### Data extracted from a collection:
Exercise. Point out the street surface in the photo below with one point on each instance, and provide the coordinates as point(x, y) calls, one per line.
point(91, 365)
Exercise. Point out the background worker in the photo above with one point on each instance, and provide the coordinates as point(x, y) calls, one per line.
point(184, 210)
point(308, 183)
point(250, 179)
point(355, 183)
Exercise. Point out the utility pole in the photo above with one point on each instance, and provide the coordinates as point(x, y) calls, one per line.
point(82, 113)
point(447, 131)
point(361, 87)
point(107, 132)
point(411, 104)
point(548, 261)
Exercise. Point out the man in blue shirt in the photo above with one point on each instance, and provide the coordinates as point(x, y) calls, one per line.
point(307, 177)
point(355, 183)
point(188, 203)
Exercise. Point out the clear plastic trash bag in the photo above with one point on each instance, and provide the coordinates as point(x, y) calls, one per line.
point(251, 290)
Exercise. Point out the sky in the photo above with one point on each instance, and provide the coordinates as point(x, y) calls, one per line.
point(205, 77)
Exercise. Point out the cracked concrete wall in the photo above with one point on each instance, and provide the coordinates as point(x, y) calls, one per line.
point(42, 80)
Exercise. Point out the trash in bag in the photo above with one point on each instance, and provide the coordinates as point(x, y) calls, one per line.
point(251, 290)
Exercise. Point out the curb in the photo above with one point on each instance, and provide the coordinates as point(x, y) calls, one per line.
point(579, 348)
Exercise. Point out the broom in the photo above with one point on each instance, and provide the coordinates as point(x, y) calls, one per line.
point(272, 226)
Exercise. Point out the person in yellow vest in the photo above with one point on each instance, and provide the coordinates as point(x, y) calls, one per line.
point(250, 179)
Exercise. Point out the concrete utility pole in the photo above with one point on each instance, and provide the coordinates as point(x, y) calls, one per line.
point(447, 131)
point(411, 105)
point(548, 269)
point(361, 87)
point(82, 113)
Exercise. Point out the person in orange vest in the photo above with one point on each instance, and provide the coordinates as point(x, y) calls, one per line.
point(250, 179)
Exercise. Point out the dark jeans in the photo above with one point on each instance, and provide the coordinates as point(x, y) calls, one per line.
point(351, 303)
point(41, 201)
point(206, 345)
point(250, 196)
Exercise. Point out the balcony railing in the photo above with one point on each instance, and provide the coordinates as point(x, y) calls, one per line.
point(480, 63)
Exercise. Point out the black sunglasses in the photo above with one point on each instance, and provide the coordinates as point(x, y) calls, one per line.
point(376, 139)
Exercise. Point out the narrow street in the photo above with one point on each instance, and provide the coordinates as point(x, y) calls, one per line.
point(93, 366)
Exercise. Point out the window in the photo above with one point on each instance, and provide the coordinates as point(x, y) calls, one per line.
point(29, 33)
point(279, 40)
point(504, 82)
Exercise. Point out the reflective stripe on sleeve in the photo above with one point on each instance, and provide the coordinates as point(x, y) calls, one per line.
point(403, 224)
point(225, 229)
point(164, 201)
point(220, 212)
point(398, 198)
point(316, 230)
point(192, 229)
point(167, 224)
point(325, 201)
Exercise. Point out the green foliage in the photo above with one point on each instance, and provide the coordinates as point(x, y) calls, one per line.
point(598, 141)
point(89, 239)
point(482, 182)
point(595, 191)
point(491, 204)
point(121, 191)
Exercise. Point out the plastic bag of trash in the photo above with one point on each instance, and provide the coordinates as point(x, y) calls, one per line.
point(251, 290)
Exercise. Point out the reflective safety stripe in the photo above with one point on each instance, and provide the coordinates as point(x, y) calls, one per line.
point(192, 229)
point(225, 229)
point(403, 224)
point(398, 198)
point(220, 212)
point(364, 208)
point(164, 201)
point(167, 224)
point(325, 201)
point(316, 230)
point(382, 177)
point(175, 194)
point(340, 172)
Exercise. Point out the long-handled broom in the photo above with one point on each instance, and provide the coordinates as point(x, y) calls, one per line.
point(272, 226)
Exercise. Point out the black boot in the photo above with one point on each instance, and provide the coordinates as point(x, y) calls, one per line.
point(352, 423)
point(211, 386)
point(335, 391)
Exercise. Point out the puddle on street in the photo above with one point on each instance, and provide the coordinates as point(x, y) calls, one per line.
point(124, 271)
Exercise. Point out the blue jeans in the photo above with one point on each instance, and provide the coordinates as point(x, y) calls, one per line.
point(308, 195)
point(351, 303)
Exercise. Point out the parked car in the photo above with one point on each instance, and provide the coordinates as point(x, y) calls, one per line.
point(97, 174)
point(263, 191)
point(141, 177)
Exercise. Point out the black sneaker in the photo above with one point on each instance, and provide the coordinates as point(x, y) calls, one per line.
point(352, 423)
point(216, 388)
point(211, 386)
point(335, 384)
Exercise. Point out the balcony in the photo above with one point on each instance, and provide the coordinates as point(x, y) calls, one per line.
* * *
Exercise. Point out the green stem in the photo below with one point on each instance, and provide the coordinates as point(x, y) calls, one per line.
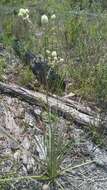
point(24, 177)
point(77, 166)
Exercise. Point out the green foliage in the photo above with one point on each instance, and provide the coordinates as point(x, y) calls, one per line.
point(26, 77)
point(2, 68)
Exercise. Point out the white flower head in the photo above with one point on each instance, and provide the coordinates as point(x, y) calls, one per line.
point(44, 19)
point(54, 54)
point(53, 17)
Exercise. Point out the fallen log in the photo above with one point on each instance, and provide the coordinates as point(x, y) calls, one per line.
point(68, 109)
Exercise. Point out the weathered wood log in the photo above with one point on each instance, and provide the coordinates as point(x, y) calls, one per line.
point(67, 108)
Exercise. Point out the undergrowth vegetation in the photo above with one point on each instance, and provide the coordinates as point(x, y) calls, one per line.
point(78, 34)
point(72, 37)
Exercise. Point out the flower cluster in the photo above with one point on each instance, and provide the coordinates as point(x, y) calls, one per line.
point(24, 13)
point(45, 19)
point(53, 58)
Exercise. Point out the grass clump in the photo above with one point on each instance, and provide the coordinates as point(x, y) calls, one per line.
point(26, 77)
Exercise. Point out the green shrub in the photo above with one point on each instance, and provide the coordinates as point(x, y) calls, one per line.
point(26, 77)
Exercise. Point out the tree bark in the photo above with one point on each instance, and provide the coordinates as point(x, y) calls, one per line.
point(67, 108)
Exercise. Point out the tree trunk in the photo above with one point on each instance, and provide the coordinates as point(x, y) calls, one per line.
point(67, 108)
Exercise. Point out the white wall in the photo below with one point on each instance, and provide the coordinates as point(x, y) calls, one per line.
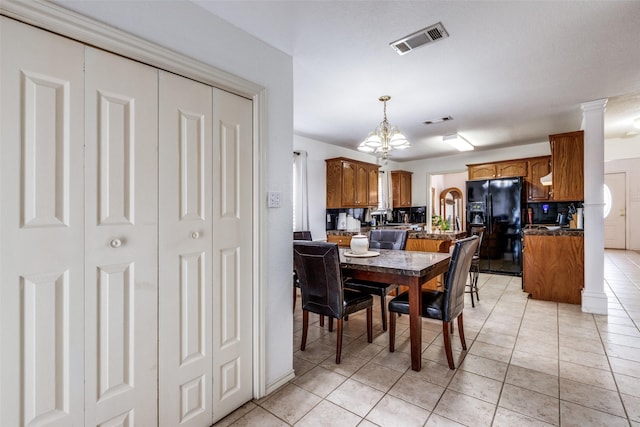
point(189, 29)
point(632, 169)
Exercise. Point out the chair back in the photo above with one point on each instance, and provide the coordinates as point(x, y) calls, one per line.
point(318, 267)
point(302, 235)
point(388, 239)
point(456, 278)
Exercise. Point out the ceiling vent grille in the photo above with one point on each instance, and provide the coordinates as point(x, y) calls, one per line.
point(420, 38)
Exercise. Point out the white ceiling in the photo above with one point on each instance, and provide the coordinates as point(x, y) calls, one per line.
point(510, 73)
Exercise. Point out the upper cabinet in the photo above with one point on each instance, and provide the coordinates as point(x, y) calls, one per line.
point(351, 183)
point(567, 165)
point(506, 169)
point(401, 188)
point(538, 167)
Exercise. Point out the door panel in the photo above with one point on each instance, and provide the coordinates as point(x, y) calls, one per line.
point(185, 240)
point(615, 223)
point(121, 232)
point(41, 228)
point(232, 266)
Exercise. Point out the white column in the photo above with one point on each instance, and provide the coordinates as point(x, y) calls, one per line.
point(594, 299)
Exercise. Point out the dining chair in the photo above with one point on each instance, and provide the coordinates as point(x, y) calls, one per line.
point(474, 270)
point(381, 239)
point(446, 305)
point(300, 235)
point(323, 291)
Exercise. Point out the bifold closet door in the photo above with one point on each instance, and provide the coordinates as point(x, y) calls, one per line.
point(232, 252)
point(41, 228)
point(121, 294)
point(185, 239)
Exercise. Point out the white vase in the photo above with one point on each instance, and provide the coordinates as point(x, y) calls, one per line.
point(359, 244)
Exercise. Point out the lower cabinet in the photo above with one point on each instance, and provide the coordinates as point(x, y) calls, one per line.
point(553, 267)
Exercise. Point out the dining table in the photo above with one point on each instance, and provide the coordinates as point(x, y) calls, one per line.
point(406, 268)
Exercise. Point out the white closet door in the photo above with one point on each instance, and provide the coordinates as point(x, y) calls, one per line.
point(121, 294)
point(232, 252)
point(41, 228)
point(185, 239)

### What needs to be done:
Please copy the lines in the records above between the one holding "Exercise. Point out the black boot" and the one holding "Exercise. Point out the balcony in", inclusive, exactly and with no other line.

### Problem solution:
Exercise. Point out the black boot in the photo above with one point on each instance, and provide the coordinates as point(x, y) calls, one per line.
point(352, 423)
point(211, 386)
point(335, 391)
Exercise. Point out the puddle on street in the photo above with one point on each instance, and provide the coordinates as point(x, y) calls, one per line.
point(124, 271)
Exercise. Point out the blue jeans in the photo above with one point on each instance, and provide the coordinates as point(x, y) calls, one per line.
point(308, 195)
point(351, 303)
Exercise. Point out the parked car in the photo above with one point on each instance, and provide the coordinates as point(x, y) calls, one per line.
point(97, 174)
point(263, 191)
point(141, 177)
Exercise. Point out the black sneaker in the photo above with one point on each instance, and provide the coordinates as point(x, y) calls, one per line.
point(352, 423)
point(216, 388)
point(211, 386)
point(335, 384)
Exercise. Point out the balcony in the photo above with one point on each instance, and provide the coordinates as point(x, y) calls, one per line.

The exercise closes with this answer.